• _EXERCISE PROMPT_: Take the line with "For the photo" as the first and the last line of the data as the end. Write out both and every line between exactly, except pictures.

• _GIVEN INFORMATION_:
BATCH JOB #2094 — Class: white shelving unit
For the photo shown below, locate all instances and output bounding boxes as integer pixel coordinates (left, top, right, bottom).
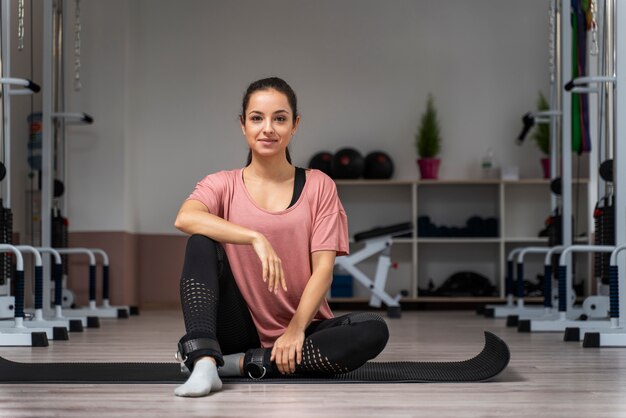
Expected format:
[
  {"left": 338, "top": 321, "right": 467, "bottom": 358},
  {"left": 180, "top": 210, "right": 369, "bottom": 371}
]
[{"left": 334, "top": 178, "right": 591, "bottom": 302}]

• _SOLUTION TO THE PROBLEM_:
For the photo shown below, locate all instances and output bounding boxes as integer pixel coordinates (left, top, right, bottom).
Expected format:
[
  {"left": 338, "top": 321, "right": 467, "bottom": 358},
  {"left": 180, "top": 210, "right": 369, "bottom": 371}
]
[{"left": 334, "top": 178, "right": 591, "bottom": 302}]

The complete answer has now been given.